[Required task] Copy all of the material exactly. Pictures are not to appear in the copy.

(Contour annotation records)
▶
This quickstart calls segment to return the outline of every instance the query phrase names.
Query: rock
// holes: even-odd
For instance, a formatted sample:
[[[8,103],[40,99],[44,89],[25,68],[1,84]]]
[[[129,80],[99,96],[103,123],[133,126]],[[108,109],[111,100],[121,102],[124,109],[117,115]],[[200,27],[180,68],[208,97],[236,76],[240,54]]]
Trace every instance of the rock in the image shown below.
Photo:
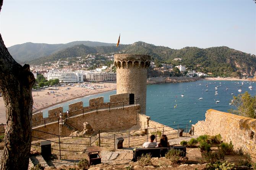
[[[145,167],[144,167],[144,168],[147,168],[148,169],[154,169],[155,167],[152,165],[148,165],[148,166],[145,166]]]
[[[135,165],[133,167],[134,169],[142,169],[142,167],[139,165]]]
[[[179,166],[180,167],[188,167],[188,164],[182,164]]]
[[[91,125],[88,122],[84,123],[84,130],[82,132],[83,135],[91,135],[94,133],[94,130],[93,130]]]

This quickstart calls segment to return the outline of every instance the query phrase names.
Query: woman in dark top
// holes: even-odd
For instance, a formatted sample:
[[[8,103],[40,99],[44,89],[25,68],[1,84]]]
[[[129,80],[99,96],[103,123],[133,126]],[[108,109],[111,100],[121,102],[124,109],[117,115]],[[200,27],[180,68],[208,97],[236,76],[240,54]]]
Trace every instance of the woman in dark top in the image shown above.
[[[162,135],[160,139],[160,142],[158,144],[159,147],[167,148],[170,147],[168,139],[165,135]]]

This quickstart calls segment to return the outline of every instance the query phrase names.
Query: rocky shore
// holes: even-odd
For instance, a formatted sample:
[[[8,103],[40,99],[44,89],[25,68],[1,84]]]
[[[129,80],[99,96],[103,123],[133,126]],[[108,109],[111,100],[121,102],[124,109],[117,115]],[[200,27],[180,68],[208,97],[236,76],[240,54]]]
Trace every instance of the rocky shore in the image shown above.
[[[148,84],[161,84],[167,83],[181,83],[194,82],[203,79],[200,77],[152,77],[147,80]]]

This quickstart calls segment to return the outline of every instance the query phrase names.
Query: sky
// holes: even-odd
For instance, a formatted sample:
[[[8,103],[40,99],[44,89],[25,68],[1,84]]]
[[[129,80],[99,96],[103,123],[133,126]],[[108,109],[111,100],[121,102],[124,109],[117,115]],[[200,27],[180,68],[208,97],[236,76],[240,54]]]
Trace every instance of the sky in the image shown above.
◀
[The result]
This quickstart calls segment to return the outline of every instance the query phrase names.
Query: rock
// holes: even-odd
For instance, a formatted sample:
[[[8,103],[40,99],[44,89],[25,68],[1,84]]]
[[[129,80],[99,96],[103,123],[133,126]],[[108,109],[111,100],[121,102],[124,109],[117,115]],[[200,27],[180,68],[208,97],[236,76],[240,54]]]
Trace every instance of the rock in the image shown below.
Photo:
[[[145,167],[144,167],[144,168],[147,168],[148,169],[154,169],[155,167],[152,165],[148,165],[148,166],[145,166]]]
[[[135,165],[133,167],[134,169],[142,169],[142,167],[139,165]]]
[[[179,166],[180,167],[188,167],[188,164],[182,164]]]
[[[91,125],[88,122],[84,123],[84,130],[82,132],[83,135],[91,135],[94,133],[94,130],[93,130]]]

This quickstart calls segment to return the outline of every instance the query phrase names.
Query: woman in dark top
// holes: even-odd
For instance, a formatted sample:
[[[8,103],[40,99],[44,89],[25,68],[1,84]]]
[[[129,80],[99,96],[103,123],[133,126]],[[108,109],[111,100],[121,102],[124,109],[117,115]],[[200,27],[180,68],[208,97],[236,76],[240,54]]]
Trace every instance of the woman in dark top in the image shown above.
[[[162,135],[160,139],[160,142],[158,144],[159,147],[167,148],[170,147],[168,139],[165,135]]]

This quickstart calls segment to return the outline of every instance the query phrase names.
Query: rocky shore
// holes: even-odd
For instance, a formatted sample:
[[[8,103],[40,99],[44,89],[25,68],[1,84]]]
[[[129,80],[99,96],[103,123],[133,126]],[[108,109],[111,100],[121,102],[124,109],[117,115]],[[200,27],[180,68],[208,97],[236,76],[240,54]]]
Trace every instance of the rocky shore in the image shown above.
[[[148,84],[161,84],[167,83],[181,83],[194,82],[203,79],[200,77],[152,77],[147,80]]]

This quickstart calls segment to return the outline of every instance the query phrase names.
Query: sky
// holes: even-odd
For instance, a formatted sample:
[[[8,103],[40,99],[44,89],[25,68],[1,84]]]
[[[129,80],[99,96],[103,123],[133,126]],[[108,109],[111,100],[121,102],[124,109],[117,115]],[[200,27],[180,68],[208,97],[236,76],[240,54]]]
Trace every instance of the sky in the image shown above.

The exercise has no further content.